REQUIREMENTS:
1. Answer from the Lambda provisioned concurrency page:
(a) What is the maximum number of concurrent instances for Rabbit MQ?
(b) Which version of a function cannot be used with provisioned concurrency?
(c) With an account concurrency limit of 1,000 and no reserved or provisioned concurrency assigned elsewhere, how many provisioned concurrency units can a single function get at most?
2. Please carry the Lambda provisioned concurrency page forward, picking up after its final sentence.

ARTICLE:
[BEGIN]

Configuring provisioned concurrency for a function
In Lambda, concurrency is the number of in-flight requests that your function is currently handling. There are two types of concurrency controls available:
-
Reserved concurrency – This represents the maximum number of concurrent instances allocated to your function. When a function has reserved concurrency, no other function can use that concurrency. Reserved concurrency is useful for ensuring that your most critical functions always have enough concurrency to handle incoming requests. Configuring reserved concurrency for a function incurs no additional charges.
-
Provisioned concurrency – This is the number of pre-initialized execution environments allocated to your function. These execution environments are ready to respond immediately to incoming function requests. Provisioned concurrency is useful for reducing cold start latencies for functions. Configuring provisioned concurrency incurs additional charges to your AWS account.
This topic details how to manage and configure provisioned concurrency. For a conceptual overview of these two types of concurrency controls, see Reserved concurrency and provisioned concurrency. For more information on configuring reserved concurrency, see Configuring reserved concurrency for a function.
Note
Lambda functions linked to an Amazon MQ event source mapping have a default maximum concurrency. For Apache Active MQ, the maximum number of concurrent instances is 5. For Rabbit MQ, the maximum number of concurrent instances is 1. Setting reserved or provisioned concurrency for your function doesn't change these limits. To request an increase in the default maximum concurrency when using Amazon MQ, contact AWS Support.
Sections
- Configuring provisioned concurrency
- Accurately estimating required provisioned concurrency for a function
- Optimizing function code when using provisioned concurrency
- Using environment variables to view and control provisioned concurrency behavior
- Understanding logging and billing behavior with provisioned concurrency
- Using Application Auto Scaling to automate provisioned concurrency management
Configuring provisioned concurrency
You can configure provisioned concurrency settings for a function using the Lambda console or the Lambda API.
To allocate provisioned concurrency for a function (console)
Open the Functions page
of the Lambda console. -
Choose the function you want to allocate provisioned concurrency for.
-
Choose Configuration and then choose Concurrency.
-
Under Provisioned concurrency configurations, choose Add configuration.
-
Choose the qualifier type, and alias or version.
Note
You cannot use provisioned concurrency with the $LATEST version of any function.
If your function has an event source, make sure that event source points to the correct function alias or version. Otherwise, your function won't use provisioned concurrency environments.
-
Enter a number under Provisioned concurrency. Lambda provides an estimate of monthly costs.
-
Choose Save.
You can configure up to the Unreserved account concurrency in your account, minus 100. The remaining 100 units of concurrency are for functions that aren't using reserved concurrency. For example, if your account has a concurrency limit of 1,000, and you haven't assigned any reserved or provisioned concurrency to any of your other functions, you can configure a maximum of 900 provisioned concurrency units for a single function.
Configuring provisioned concurrency for a function has an impact on the concurrency pool
available to other functions. For instance, if you configure 100 units of provisioned concurrency
for function-a
, other functions in your account must share the remaining 900 units
of concurrency. This is true even if function-a
doesn't use all 100 units.

[END]

DATASET EXCERPTS:
[BEGIN]

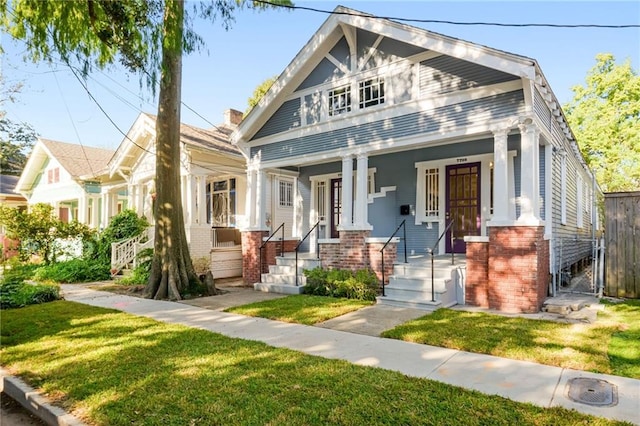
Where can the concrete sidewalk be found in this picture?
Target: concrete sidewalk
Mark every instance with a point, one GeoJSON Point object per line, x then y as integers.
{"type": "Point", "coordinates": [521, 381]}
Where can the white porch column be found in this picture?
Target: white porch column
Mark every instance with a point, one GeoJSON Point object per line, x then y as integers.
{"type": "Point", "coordinates": [202, 199]}
{"type": "Point", "coordinates": [362, 180]}
{"type": "Point", "coordinates": [95, 218]}
{"type": "Point", "coordinates": [500, 176]}
{"type": "Point", "coordinates": [106, 209]}
{"type": "Point", "coordinates": [190, 197]}
{"type": "Point", "coordinates": [261, 196]}
{"type": "Point", "coordinates": [82, 209]}
{"type": "Point", "coordinates": [346, 219]}
{"type": "Point", "coordinates": [530, 174]}
{"type": "Point", "coordinates": [250, 205]}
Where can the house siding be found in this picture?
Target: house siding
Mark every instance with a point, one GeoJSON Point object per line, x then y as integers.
{"type": "Point", "coordinates": [287, 117]}
{"type": "Point", "coordinates": [445, 74]}
{"type": "Point", "coordinates": [393, 170]}
{"type": "Point", "coordinates": [440, 119]}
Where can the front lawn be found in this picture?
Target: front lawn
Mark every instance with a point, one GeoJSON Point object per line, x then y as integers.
{"type": "Point", "coordinates": [113, 368]}
{"type": "Point", "coordinates": [301, 309]}
{"type": "Point", "coordinates": [611, 345]}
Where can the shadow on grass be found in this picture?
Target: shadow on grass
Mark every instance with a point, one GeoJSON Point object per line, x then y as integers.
{"type": "Point", "coordinates": [114, 368]}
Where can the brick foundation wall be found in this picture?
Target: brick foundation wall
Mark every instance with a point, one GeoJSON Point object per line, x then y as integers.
{"type": "Point", "coordinates": [375, 259]}
{"type": "Point", "coordinates": [251, 242]}
{"type": "Point", "coordinates": [477, 279]}
{"type": "Point", "coordinates": [518, 272]}
{"type": "Point", "coordinates": [273, 249]}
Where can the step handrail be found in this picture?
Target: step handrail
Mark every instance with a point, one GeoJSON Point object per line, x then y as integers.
{"type": "Point", "coordinates": [300, 243]}
{"type": "Point", "coordinates": [281, 227]}
{"type": "Point", "coordinates": [432, 249]}
{"type": "Point", "coordinates": [404, 238]}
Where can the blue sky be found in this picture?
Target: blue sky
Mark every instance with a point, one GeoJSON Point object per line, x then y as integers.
{"type": "Point", "coordinates": [261, 44]}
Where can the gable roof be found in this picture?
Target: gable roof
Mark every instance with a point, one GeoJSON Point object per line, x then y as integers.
{"type": "Point", "coordinates": [81, 162]}
{"type": "Point", "coordinates": [8, 184]}
{"type": "Point", "coordinates": [133, 146]}
{"type": "Point", "coordinates": [78, 160]}
{"type": "Point", "coordinates": [339, 24]}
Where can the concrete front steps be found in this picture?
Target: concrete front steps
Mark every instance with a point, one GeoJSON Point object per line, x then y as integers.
{"type": "Point", "coordinates": [281, 277]}
{"type": "Point", "coordinates": [410, 284]}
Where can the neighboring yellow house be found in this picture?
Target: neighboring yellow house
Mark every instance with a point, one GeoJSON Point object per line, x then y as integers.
{"type": "Point", "coordinates": [72, 178]}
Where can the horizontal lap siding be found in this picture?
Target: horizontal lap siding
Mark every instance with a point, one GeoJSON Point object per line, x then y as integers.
{"type": "Point", "coordinates": [445, 74]}
{"type": "Point", "coordinates": [286, 118]}
{"type": "Point", "coordinates": [448, 117]}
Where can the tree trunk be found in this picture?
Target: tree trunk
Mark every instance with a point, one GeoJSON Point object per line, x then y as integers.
{"type": "Point", "coordinates": [171, 271]}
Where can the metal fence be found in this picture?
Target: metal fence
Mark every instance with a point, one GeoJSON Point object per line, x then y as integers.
{"type": "Point", "coordinates": [579, 266]}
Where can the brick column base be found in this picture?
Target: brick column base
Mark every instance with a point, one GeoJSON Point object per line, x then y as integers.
{"type": "Point", "coordinates": [477, 279]}
{"type": "Point", "coordinates": [251, 242]}
{"type": "Point", "coordinates": [518, 268]}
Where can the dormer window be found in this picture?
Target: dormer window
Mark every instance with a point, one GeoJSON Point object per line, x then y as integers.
{"type": "Point", "coordinates": [339, 100]}
{"type": "Point", "coordinates": [371, 92]}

[END]

REPLIES:
1.
(a) 1
(b) The $LATEST version
(c) 900

2.
It's possible to allocate both reserved concurrency and provisioned concurrency for the same function. In such cases, the provisioned concurrency cannot exceed the reserved concurrency.
This limitation extends to function versions. The maximum provisioned concurrency you can assign to a specific function version is the function's reserved concurrency minus the provisioned concurrency on other function versions.
To configure provisioned concurrency with the Lambda API, use the following API operations.
For example, to configure provisioned concurrency with the AWS Command Line Interface (CLI), use the
put-provisioned-concurrency-config
command. The following command allocates
100 units of provisioned concurrency for the BLUE
alias of a function named
my-function
:
aws lambda put-provisioned-concurrency-config --function-name my-function \ --qualifier BLUE \ --provisioned-concurrent-executions 100
You should see output that looks like the following:
{ "Requested ProvisionedConcurrentExecutions": 100, "Allocated ProvisionedConcurrentExecutions": 0, "Status": "IN_PROGRESS", "LastModified": "2023-01-21T11:30:00+0000" }
Accurately estimating required provisioned concurrency for a function
You can view any active function's concurrency metrics using CloudWatch metrics.
Specifically, the ConcurrentExecutions
metric shows you the number of
concurrent invocations for functions in your account.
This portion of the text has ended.